### Challenge
Render the stretch of the data from the line containing "Where can you spot the cliff" through the end as a Markdown table with two columns, Row and Text, one line per row with its number, leaving out blank lines.

### Data supplied
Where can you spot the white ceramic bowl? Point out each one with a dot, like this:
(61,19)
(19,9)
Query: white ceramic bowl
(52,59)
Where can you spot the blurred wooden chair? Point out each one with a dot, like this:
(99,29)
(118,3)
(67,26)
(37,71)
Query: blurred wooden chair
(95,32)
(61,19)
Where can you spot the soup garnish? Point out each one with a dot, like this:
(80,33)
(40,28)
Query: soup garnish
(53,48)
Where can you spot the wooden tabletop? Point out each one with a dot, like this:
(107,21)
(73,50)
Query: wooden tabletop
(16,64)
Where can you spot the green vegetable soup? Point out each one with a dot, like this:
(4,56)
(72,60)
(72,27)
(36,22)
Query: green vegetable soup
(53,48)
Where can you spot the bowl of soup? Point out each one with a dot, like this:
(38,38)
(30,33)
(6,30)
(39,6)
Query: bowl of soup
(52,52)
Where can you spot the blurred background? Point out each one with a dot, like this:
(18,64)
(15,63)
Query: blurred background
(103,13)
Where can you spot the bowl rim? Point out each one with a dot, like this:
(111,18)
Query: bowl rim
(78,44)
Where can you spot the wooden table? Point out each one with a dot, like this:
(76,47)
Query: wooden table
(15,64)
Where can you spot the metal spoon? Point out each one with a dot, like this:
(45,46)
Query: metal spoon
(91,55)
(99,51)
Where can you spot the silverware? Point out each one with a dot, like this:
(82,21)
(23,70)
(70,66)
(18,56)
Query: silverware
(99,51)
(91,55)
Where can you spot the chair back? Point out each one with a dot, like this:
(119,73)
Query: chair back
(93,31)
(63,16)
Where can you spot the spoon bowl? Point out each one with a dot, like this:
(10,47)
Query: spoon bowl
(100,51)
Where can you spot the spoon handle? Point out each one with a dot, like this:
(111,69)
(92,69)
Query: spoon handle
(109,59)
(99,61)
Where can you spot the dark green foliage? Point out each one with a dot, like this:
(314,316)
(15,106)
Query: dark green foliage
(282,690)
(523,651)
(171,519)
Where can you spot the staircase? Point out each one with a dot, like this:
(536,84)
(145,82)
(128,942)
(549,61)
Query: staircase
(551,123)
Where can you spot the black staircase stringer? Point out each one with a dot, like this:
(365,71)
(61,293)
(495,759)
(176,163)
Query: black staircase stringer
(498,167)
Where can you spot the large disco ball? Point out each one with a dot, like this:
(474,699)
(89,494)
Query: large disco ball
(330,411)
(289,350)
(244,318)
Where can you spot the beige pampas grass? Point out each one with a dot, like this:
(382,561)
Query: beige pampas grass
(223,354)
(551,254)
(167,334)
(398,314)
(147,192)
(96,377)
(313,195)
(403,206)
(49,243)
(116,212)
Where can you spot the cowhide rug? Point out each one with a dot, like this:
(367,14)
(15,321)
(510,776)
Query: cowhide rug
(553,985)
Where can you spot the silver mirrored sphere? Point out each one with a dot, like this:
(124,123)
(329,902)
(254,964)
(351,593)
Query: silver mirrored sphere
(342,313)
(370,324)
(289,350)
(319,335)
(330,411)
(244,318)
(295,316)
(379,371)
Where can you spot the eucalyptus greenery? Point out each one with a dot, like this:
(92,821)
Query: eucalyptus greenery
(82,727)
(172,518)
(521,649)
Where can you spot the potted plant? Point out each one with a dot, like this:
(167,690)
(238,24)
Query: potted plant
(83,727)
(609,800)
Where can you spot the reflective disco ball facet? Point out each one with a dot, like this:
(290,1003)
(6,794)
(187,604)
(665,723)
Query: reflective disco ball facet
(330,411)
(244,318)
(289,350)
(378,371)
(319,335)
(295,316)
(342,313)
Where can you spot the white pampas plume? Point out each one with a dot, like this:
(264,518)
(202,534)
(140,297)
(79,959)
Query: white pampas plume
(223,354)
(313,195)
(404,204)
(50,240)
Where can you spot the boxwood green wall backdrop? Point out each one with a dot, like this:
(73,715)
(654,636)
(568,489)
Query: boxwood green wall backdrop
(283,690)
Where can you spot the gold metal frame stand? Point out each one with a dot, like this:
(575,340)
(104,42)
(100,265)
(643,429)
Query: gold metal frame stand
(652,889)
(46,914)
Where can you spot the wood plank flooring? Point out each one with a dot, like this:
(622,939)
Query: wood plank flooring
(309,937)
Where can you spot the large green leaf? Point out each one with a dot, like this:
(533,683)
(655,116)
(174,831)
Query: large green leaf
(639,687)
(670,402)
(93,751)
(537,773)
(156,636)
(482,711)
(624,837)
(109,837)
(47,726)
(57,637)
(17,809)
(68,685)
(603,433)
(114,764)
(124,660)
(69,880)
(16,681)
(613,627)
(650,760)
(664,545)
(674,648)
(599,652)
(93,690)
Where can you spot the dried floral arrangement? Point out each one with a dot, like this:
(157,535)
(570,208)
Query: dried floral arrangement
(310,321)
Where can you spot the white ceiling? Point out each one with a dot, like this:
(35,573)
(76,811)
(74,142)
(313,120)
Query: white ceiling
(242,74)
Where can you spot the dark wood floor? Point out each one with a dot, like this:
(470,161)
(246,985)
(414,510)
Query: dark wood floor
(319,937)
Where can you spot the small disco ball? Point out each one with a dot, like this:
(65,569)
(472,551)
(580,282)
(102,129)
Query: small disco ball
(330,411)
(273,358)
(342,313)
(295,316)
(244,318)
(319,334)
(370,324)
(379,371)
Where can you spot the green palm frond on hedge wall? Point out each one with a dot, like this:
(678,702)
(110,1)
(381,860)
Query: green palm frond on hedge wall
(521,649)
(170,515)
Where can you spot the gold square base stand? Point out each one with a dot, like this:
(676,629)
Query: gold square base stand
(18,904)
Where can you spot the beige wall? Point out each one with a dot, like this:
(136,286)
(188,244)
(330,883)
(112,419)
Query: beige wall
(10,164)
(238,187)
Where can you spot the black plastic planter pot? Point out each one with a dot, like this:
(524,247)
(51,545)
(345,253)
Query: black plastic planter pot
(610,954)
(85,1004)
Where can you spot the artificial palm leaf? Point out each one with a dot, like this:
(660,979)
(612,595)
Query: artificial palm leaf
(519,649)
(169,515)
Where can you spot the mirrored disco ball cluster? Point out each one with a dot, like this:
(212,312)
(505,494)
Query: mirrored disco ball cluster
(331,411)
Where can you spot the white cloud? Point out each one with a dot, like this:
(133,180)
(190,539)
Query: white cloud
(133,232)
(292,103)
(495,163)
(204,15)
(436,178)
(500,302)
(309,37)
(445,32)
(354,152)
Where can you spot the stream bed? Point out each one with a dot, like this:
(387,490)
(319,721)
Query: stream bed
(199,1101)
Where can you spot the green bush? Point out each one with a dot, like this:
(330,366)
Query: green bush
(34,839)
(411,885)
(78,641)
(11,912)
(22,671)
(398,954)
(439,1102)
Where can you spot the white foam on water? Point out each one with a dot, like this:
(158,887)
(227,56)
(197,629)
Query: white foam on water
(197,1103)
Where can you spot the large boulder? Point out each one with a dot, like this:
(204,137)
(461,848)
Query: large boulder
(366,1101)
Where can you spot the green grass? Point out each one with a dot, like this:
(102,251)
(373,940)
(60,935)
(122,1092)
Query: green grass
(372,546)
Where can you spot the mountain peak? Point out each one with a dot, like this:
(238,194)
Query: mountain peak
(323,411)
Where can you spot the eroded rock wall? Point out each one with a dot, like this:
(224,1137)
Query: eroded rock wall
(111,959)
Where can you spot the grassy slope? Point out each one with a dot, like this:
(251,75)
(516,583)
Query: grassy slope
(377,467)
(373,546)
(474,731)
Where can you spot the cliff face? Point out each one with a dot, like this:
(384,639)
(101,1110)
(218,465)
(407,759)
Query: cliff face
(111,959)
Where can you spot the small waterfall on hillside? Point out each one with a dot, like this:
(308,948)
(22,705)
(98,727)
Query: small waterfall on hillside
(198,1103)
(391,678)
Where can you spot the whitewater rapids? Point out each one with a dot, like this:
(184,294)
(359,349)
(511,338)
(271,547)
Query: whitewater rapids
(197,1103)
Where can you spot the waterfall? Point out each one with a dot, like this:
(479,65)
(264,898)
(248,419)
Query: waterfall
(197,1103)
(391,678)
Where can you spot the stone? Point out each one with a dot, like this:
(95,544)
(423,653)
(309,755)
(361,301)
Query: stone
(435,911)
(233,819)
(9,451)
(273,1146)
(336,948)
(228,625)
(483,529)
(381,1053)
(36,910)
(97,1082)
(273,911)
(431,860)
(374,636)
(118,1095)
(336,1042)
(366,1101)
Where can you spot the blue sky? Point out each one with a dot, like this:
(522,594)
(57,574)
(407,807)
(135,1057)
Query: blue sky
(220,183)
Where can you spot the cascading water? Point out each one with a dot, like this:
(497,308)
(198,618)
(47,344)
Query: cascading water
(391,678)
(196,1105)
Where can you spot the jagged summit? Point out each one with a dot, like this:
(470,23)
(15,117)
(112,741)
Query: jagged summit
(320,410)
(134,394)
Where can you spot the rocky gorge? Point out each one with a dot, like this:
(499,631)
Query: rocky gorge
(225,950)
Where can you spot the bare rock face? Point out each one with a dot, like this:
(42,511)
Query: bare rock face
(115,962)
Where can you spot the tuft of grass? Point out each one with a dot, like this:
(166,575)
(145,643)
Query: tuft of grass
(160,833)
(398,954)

### Right answer
| Row | Text |
|---|---|
| 1 | Where can you spot the cliff face? Point out each one with a dot, like this: |
| 2 | (384,639) |
| 3 | (101,1110) |
| 4 | (218,465) |
| 5 | (407,759) |
| 6 | Query: cliff face |
| 7 | (111,959) |
| 8 | Where can you spot the small waterfall on hillside? Point out each one with a dot, like this: |
| 9 | (308,948) |
| 10 | (22,705) |
| 11 | (98,727) |
| 12 | Query: small waterfall on hillside |
| 13 | (198,1103) |
| 14 | (391,678) |
| 15 | Where can you spot the whitewater rapids? Point out each one with a dot, like this: |
| 16 | (184,294) |
| 17 | (359,349) |
| 18 | (511,338) |
| 19 | (271,547) |
| 20 | Query: whitewater rapids |
| 21 | (197,1103) |
| 22 | Where can you spot the waterfall? Point out each one with a dot, like this: |
| 23 | (479,65) |
| 24 | (264,898) |
| 25 | (248,419) |
| 26 | Query: waterfall |
| 27 | (197,1103) |
| 28 | (391,678) |
| 29 | Where can you spot the stone? Point out each one with a dot, like this: |
| 30 | (95,544) |
| 31 | (423,653) |
| 32 | (309,755) |
| 33 | (361,301) |
| 34 | Query: stone |
| 35 | (435,911) |
| 36 | (233,819) |
| 37 | (9,451) |
| 38 | (273,1146) |
| 39 | (336,948) |
| 40 | (228,625) |
| 41 | (483,529) |
| 42 | (381,1053) |
| 43 | (36,910) |
| 44 | (97,1082) |
| 45 | (273,911) |
| 46 | (431,860) |
| 47 | (374,636) |
| 48 | (118,1095) |
| 49 | (336,1042) |
| 50 | (366,1101) |
| 51 | Where can you spot the blue sky? Point out each one with a dot, like this: |
| 52 | (522,594) |
| 53 | (57,574) |
| 54 | (407,807) |
| 55 | (135,1057) |
| 56 | Query: blue sky |
| 57 | (220,183) |
| 58 | Where can you spot the cascading water? Point out each one with a dot, like this: |
| 59 | (497,308) |
| 60 | (198,618) |
| 61 | (47,344) |
| 62 | Query: cascading water |
| 63 | (391,678) |
| 64 | (196,1105) |
| 65 | Where can you spot the jagged summit? Point out each one with a dot, like this: |
| 66 | (470,23) |
| 67 | (15,117) |
| 68 | (112,741) |
| 69 | Query: jagged summit |
| 70 | (320,410) |
| 71 | (134,394) |
| 72 | Where can you spot the rocky gorge? Point out each one with a dot, like this: |
| 73 | (499,631) |
| 74 | Query: rocky gorge |
| 75 | (225,950) |
| 76 | Where can you spot the bare rock face? Point out each one with a dot, like this: |
| 77 | (42,511) |
| 78 | Query: bare rock face |
| 79 | (115,962) |
| 80 | Where can you spot the tuft of grass? Point out each one with a dot, like this: |
| 81 | (166,575) |
| 82 | (145,643) |
| 83 | Query: tuft of grass |
| 84 | (160,833) |
| 85 | (398,954) |